How to complete this task: Your answer must be an exact copy of the lines from the one holding "Query: cloud" through the last line of the entries below, with nothing added.

Data for analysis:
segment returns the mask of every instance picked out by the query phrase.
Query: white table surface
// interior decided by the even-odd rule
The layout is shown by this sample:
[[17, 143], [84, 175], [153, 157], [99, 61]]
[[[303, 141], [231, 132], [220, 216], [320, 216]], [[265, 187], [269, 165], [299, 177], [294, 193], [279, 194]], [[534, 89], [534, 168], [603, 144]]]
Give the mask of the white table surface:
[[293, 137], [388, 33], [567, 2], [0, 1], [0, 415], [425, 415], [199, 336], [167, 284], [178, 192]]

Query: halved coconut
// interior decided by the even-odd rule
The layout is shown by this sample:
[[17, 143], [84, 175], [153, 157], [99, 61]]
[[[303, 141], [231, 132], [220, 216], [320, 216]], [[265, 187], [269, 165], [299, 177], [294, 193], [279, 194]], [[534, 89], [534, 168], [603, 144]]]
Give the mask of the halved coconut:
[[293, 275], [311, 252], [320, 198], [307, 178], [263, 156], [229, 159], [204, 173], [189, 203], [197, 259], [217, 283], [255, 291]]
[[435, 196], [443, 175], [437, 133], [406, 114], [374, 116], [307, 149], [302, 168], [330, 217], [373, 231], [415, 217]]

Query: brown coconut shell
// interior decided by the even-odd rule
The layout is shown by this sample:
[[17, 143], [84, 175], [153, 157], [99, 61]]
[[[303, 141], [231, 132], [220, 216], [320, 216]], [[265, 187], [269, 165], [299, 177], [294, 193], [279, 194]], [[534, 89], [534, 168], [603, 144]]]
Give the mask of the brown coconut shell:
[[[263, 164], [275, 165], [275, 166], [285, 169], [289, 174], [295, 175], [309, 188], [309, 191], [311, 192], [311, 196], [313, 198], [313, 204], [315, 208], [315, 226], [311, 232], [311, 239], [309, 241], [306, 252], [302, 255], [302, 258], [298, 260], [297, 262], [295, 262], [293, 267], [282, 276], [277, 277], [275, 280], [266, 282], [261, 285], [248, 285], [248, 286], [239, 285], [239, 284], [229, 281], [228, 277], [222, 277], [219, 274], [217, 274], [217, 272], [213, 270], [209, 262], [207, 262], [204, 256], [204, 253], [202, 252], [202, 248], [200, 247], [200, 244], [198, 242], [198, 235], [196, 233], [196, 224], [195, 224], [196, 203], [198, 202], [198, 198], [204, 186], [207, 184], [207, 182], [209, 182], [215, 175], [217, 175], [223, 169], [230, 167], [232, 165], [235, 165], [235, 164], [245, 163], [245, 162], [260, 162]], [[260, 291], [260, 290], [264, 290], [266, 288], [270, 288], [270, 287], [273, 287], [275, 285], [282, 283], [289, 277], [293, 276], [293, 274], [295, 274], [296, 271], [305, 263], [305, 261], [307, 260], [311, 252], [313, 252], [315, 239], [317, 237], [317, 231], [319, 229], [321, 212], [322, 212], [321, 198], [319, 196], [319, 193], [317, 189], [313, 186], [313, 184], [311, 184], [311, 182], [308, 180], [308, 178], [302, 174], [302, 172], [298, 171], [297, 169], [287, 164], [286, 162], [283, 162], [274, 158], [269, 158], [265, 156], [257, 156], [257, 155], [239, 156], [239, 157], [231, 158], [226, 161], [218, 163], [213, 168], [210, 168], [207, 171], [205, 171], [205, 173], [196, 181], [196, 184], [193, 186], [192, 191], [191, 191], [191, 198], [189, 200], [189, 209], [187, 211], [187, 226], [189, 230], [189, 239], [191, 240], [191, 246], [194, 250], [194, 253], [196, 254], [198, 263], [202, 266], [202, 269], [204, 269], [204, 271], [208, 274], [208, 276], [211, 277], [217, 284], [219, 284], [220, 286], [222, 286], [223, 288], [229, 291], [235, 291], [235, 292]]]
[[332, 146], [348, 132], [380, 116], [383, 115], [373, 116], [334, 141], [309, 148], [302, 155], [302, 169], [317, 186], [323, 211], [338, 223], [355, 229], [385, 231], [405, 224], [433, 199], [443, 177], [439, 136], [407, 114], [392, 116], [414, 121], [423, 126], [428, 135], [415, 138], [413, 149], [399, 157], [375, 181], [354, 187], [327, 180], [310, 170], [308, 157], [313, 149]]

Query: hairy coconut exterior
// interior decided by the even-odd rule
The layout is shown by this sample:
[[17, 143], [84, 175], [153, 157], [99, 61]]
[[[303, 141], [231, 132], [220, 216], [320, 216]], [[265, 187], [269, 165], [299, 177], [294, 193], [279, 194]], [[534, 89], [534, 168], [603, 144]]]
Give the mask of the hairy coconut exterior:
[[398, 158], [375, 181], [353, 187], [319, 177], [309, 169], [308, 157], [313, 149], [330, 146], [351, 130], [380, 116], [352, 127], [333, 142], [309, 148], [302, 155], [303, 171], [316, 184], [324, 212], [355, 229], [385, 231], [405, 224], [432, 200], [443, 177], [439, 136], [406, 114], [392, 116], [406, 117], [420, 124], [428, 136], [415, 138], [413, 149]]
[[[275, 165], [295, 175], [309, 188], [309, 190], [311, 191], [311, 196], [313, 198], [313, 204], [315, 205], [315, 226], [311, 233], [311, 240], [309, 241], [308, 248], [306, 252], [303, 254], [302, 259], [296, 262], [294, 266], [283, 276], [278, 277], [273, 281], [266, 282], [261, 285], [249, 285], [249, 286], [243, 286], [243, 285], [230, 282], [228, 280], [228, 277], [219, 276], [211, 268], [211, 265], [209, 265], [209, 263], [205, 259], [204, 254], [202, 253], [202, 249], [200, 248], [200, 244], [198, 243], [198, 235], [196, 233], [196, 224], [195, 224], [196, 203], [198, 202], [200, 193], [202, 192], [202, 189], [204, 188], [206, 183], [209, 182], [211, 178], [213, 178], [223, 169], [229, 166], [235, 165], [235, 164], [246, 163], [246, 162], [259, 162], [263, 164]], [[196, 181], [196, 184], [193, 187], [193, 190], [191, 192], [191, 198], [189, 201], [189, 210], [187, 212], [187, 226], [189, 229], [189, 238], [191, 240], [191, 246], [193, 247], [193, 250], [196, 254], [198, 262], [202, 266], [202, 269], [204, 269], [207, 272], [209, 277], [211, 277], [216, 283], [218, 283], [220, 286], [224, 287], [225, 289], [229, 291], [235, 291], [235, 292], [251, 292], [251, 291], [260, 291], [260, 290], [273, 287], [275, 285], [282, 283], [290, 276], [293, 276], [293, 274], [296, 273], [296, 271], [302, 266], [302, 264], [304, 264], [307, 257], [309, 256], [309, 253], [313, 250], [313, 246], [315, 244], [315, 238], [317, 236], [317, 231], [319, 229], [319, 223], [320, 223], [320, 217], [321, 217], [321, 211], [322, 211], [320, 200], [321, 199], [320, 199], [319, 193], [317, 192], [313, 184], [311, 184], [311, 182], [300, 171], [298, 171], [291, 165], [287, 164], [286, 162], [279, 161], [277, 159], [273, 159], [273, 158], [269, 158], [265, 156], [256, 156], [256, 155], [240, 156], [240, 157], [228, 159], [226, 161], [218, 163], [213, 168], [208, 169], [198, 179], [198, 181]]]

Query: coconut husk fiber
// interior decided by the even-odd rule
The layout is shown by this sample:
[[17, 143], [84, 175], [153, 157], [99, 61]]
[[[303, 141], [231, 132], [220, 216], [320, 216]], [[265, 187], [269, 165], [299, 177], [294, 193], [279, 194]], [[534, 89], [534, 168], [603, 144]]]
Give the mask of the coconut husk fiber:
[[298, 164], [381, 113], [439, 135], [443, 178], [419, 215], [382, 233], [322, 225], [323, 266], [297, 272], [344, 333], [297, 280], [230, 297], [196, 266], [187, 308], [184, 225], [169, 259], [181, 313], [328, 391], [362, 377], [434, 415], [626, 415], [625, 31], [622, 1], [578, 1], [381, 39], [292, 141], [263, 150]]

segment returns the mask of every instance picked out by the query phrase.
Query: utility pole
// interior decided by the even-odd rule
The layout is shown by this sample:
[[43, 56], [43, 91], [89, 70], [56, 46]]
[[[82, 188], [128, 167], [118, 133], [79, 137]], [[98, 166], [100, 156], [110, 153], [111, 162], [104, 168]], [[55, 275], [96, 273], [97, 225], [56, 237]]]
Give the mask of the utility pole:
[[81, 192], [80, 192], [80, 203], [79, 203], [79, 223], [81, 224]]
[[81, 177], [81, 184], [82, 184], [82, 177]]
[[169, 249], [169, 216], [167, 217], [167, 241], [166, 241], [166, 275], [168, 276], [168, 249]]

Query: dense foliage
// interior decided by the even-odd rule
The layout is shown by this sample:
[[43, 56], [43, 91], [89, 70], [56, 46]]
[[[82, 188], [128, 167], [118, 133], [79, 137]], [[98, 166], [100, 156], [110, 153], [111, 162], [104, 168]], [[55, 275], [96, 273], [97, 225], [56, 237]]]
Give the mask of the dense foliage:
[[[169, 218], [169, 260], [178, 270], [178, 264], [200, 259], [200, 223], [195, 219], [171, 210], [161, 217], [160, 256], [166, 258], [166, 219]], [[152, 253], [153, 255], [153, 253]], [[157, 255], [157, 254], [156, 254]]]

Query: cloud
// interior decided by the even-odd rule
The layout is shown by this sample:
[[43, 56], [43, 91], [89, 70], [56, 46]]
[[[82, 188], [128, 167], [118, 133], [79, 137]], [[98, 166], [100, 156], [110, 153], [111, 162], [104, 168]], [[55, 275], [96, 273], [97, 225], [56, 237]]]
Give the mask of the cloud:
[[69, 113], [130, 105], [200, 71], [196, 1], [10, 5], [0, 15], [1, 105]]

Answer for this exercise:
Query: cloud
// interior decided by the even-odd rule
The layout is shown by this sample:
[[43, 56], [43, 91], [89, 70], [56, 46]]
[[[82, 188], [128, 167], [118, 133], [79, 137]], [[98, 166], [100, 156], [110, 153], [111, 162], [104, 168]], [[55, 275], [96, 273], [97, 225], [56, 237]]]
Give the mask of the cloud:
[[69, 113], [130, 105], [200, 71], [196, 1], [10, 5], [0, 15], [1, 105]]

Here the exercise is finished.